Every line of the following records that includes "white" should be copied.

_Extracted records_:

——

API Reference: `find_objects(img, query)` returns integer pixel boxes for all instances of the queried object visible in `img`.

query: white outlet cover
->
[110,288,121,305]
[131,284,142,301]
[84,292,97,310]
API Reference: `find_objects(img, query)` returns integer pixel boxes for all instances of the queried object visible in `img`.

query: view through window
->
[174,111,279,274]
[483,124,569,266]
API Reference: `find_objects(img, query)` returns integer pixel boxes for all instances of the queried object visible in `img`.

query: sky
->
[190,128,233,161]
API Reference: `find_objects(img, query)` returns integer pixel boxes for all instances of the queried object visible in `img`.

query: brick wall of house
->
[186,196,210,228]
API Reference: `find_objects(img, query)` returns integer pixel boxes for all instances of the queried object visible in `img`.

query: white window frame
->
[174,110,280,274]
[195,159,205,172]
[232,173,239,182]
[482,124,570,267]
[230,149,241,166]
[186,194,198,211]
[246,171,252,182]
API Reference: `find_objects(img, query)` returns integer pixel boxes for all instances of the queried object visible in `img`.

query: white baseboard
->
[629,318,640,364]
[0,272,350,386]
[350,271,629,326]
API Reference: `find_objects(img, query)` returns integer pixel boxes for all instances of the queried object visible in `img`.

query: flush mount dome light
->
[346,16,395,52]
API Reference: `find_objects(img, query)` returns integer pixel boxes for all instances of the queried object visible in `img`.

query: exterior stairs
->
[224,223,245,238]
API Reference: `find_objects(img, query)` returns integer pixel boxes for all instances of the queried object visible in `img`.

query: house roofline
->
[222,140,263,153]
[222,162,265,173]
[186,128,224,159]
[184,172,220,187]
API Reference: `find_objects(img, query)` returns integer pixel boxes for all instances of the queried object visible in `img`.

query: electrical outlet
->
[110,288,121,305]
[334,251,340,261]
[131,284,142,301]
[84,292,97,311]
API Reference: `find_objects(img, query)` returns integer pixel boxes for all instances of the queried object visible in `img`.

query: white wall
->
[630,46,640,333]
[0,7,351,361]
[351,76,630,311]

——

_Final answer_:
query: white outlet cover
query: white window frame
query: white baseboard
query: white wall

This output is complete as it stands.